FPGA — Field-Programmable Gate Array
I — In-phase
IF — Intermediate Frequency
IP — Intellectual Property
LUT — Look-up Table
NCO— Numerically Controlled Oscillator
NRE — Non-Recurring Engineering
OBSAI — Open Basestation Architecture Initiative
Q — Quadrature
RAM — Random Access Memory
RP — Reference Point
RTL — Register Transfer Level
SDRAM — Synchronous Dynamic RAM
sysRAM — System RAM
TED — Timing Error Detector
WCDMA — Wideband Code Division Multiple Access

Many factors influence the choice of components for implementing wireless BTSs. ASICs offer the best cost per device, but carry a high upfront cost, both in terms of development time and NRE. ASICs also lack the flexibility offered by DSPs and FPGAs. DSPs offer perhaps the most flexibility and the easiest development, but the cost of the high performance DSPs required for chip-rate processing can discourage their use.


One of the more demanding functions on the baseband module in a radio basestation is the receiver and, in particular, the de-spreading of a signal after it has been subjected to a multipath channel. The rake receiver is a common solution to this problem, and it offers a good example of the use of low cost FPGAs and low cost, medium performance DSPs. This article describes a rake receiver reference design developed for the 3GPP WCDMA standard and targeted for implementation on an FPGA. The primary goal of the reference design was to demonstrate how many rake fingers could be implemented in a low cost, DSP-oriented FPGA device, and to identify an approach that reduces the overall cost of the design.


Background

The problem of reception of a signal subjected to a multipath channel has been widely discussed in the literature for many years. The WCDMA standard was designed based on one approach to solving this problem: spreading data symbols using a higher frequency bit sequence. The sequences are selected so that they have properties that allow the resulting signal to be distinguished from a delayed version of itself. This property makes it possible to receive the signals from a set of paths with different delays and combine them, resulting in improved reliability and performance.


Price and Green, who invented the technique in 1958, coined the "rake" nomenclature because this method of reception involves the use of several correlators, each one of which can be thought of as a finger, or tine, of a garden rake.


CDMA signal reception also requires performing two other key tasks. One is to find the delays along the strongest paths, and the other is to determine the effect on the signal as it travels along its paths. The first task is known as path searching; the second, channel estimation. Both functions have been omitted from the design; the first, because the hardware is not very complex, and the second, because there are many different solutions to the problem of channel estimation. Furthermore, the channel is often found to be changing relatively slowly (update times of about 5 to 10 ms are not unreasonable), so the estimation algorithms are typically run in software in a DSP rather than implemented in hardware.


Some key parameters for WCDMA are:

• Chip rate (after spreading)=3.84 MHz. • Typical over-sampling rate of data input to rake=2 (giving sample rate of 7.68 Ms/s). • Spreading factor from four to 256 for data channels and fixed at 256 for control channel. • Data and control channels transmitted on uplink (from mobile) at the same time.
================
◆ **Written problem 1**
According to the rake receiver article, who invented the rake technique, and in what year?

(Saved entries)
================
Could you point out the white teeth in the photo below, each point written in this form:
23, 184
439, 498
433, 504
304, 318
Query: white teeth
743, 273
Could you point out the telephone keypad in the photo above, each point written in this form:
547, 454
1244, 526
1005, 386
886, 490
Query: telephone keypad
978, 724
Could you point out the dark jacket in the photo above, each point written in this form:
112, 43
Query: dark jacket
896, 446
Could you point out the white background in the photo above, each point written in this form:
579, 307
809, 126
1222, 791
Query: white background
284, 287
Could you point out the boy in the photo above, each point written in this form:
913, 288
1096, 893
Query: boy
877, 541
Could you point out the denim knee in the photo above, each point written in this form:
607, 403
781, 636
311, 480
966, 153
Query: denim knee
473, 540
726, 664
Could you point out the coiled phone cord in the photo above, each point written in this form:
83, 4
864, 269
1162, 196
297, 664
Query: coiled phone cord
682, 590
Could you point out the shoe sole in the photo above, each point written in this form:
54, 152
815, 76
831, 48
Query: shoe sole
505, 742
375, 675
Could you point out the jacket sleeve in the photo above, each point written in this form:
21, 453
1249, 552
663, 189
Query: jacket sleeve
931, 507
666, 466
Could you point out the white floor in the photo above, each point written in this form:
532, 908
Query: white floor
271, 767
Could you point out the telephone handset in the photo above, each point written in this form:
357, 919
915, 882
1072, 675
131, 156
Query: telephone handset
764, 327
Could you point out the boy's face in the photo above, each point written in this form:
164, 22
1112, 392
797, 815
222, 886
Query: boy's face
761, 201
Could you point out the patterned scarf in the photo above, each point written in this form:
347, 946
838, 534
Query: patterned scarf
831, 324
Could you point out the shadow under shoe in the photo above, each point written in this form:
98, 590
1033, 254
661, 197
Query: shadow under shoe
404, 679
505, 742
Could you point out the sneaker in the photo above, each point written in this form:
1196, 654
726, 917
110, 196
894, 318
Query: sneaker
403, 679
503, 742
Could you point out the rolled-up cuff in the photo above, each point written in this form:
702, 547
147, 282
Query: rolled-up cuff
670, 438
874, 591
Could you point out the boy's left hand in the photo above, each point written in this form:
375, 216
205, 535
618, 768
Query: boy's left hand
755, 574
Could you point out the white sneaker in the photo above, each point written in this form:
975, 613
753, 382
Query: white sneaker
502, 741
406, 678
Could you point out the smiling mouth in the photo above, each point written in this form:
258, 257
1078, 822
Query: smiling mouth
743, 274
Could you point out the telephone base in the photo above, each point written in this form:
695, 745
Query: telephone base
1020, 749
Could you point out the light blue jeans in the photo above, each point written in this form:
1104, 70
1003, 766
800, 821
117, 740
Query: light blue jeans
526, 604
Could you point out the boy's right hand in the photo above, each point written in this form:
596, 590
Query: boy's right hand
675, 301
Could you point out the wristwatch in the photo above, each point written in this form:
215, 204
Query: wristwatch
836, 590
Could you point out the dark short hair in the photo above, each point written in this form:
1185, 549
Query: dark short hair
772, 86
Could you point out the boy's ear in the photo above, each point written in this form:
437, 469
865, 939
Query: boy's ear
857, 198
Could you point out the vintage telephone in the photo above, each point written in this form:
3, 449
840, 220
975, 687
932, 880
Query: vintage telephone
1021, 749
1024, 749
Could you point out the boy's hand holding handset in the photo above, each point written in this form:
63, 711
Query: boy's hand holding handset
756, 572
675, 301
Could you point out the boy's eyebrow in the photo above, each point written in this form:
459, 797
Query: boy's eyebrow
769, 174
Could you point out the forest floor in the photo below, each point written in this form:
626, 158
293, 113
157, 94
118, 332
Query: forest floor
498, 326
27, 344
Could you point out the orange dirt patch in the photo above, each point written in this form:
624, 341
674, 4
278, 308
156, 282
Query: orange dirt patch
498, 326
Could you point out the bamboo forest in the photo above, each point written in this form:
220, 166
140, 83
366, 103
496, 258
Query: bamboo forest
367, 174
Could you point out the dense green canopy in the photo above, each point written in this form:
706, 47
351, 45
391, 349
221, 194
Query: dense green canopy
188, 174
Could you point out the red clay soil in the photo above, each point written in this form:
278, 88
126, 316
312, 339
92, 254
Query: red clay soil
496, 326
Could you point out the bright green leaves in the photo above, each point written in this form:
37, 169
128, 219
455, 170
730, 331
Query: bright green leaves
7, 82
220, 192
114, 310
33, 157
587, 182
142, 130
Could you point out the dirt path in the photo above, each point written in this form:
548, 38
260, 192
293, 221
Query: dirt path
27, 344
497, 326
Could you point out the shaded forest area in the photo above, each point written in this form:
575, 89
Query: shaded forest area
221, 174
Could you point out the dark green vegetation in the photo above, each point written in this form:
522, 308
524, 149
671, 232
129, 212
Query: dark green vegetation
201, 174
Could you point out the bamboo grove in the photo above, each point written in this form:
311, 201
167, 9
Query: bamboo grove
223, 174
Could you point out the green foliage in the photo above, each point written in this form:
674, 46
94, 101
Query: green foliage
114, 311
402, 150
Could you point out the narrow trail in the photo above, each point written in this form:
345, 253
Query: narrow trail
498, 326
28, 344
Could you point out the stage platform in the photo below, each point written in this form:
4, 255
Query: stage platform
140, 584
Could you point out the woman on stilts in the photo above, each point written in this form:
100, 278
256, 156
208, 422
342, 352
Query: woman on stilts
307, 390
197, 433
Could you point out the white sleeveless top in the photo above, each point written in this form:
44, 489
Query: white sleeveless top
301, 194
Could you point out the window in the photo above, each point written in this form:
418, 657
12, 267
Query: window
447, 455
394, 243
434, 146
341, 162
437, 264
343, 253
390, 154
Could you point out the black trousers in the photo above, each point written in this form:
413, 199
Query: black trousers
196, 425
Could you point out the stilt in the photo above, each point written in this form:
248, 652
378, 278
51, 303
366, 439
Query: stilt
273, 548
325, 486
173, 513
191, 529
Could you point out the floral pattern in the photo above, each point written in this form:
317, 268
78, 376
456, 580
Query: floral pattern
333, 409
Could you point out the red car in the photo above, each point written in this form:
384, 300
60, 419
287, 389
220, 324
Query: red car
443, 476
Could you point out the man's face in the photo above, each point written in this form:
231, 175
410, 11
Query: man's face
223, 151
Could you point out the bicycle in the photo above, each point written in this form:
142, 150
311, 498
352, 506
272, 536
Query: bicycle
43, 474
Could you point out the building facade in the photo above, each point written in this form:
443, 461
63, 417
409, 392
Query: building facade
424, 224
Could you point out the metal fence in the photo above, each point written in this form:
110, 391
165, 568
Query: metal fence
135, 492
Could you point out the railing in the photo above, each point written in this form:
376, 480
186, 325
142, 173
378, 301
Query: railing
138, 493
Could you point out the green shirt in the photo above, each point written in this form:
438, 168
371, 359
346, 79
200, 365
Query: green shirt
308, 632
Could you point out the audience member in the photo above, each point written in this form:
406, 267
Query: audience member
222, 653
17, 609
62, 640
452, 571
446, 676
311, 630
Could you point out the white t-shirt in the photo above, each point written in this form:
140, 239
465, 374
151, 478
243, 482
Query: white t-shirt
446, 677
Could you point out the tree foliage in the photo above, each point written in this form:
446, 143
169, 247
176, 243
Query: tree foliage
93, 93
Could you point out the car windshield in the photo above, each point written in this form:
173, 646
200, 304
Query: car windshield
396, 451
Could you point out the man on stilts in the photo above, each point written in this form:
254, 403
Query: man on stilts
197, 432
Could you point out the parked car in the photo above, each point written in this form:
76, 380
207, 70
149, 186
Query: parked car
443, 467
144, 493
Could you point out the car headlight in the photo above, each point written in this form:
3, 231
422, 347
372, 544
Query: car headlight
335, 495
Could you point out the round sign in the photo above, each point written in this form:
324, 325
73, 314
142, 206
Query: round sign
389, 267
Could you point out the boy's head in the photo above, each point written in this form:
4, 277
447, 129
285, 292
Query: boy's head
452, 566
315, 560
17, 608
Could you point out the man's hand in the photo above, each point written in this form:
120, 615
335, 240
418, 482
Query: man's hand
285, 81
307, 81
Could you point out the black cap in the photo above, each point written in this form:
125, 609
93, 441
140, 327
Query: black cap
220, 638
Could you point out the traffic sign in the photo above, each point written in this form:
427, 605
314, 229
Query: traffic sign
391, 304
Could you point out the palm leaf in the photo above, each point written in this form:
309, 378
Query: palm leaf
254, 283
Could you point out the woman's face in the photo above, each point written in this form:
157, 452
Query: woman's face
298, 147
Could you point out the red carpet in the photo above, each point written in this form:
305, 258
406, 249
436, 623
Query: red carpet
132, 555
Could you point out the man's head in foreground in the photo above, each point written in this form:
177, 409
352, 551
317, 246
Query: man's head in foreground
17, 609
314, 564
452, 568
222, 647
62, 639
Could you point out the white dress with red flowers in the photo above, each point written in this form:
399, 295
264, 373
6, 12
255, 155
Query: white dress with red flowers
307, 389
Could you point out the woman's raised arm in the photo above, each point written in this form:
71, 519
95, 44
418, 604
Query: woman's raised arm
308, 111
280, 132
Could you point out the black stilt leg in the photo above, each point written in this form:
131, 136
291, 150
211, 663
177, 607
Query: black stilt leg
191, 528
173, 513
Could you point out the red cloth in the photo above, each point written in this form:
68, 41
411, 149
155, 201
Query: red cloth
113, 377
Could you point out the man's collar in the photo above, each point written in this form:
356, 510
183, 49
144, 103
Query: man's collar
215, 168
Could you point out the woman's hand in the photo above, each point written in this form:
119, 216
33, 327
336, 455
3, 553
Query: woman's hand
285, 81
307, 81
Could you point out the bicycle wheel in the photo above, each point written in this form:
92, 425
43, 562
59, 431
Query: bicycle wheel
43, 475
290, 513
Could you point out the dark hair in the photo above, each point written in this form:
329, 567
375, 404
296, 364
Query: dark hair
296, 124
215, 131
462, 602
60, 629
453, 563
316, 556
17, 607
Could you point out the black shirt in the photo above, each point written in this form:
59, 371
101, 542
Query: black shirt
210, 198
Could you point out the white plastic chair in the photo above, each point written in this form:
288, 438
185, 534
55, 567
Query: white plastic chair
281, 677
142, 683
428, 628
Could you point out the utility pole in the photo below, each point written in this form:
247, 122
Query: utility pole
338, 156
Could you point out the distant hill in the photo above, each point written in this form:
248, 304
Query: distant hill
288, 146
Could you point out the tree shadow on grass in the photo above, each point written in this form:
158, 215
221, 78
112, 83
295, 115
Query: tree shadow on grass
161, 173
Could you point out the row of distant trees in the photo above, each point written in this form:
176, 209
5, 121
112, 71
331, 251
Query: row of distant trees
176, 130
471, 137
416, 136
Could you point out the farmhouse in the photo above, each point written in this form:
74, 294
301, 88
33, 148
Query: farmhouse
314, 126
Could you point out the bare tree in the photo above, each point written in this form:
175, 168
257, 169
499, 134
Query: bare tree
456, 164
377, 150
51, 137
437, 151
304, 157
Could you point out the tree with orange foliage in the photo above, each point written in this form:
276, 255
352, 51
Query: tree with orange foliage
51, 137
================
◆ **Written problem 2**
Return each line of the records that contains the string "trees".

◆ **Exercise solution 1**
Price and Green invented it in 1958.

◆ **Exercise solution 2**
Could you point out the row of distant trees in the photo above, each point written in this form:
Query: row of distant trees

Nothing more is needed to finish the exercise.